Saved entries:
######
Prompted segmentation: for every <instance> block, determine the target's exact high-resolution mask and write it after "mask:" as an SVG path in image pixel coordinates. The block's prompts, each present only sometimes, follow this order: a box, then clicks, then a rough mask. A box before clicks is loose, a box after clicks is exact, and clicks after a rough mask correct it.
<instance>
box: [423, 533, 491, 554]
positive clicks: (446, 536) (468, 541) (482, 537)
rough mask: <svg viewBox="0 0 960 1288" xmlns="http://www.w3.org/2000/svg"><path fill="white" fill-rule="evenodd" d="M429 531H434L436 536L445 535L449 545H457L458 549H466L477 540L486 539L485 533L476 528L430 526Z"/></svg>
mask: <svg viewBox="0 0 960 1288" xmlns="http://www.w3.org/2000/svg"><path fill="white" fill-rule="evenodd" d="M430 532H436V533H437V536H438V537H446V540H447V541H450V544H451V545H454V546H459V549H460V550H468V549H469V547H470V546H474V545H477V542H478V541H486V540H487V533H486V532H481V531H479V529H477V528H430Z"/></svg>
######
• [WHAT THE TASK REQUIRES]:
Give a word-for-word restatement of every record.

• [RESULT FOR THIS TASK]:
Prompted segmentation: for every <instance> block, determine the target's exact high-resolution mask and write it after "mask:" as an SVG path in image pixel coordinates. The block's prompts, each present only sometimes, follow this order: a box, then clicks, then a rough mask. A box before clicks is loose, a box after clicks is exact, and clicks after a rough mask correct it.
<instance>
box: [423, 533, 491, 554]
positive clicks: (446, 536) (468, 541) (482, 537)
rough mask: <svg viewBox="0 0 960 1288" xmlns="http://www.w3.org/2000/svg"><path fill="white" fill-rule="evenodd" d="M429 531H434L436 536L445 535L449 545H457L458 549H466L477 540L486 539L485 533L476 528L430 526Z"/></svg>
mask: <svg viewBox="0 0 960 1288" xmlns="http://www.w3.org/2000/svg"><path fill="white" fill-rule="evenodd" d="M430 532H436V533H437V536H438V537H446V540H447V541H450V544H451V545H454V546H459V549H460V550H468V549H469V547H470V546H474V545H477V542H478V541H486V540H487V533H486V532H481V531H479V529H477V528H430Z"/></svg>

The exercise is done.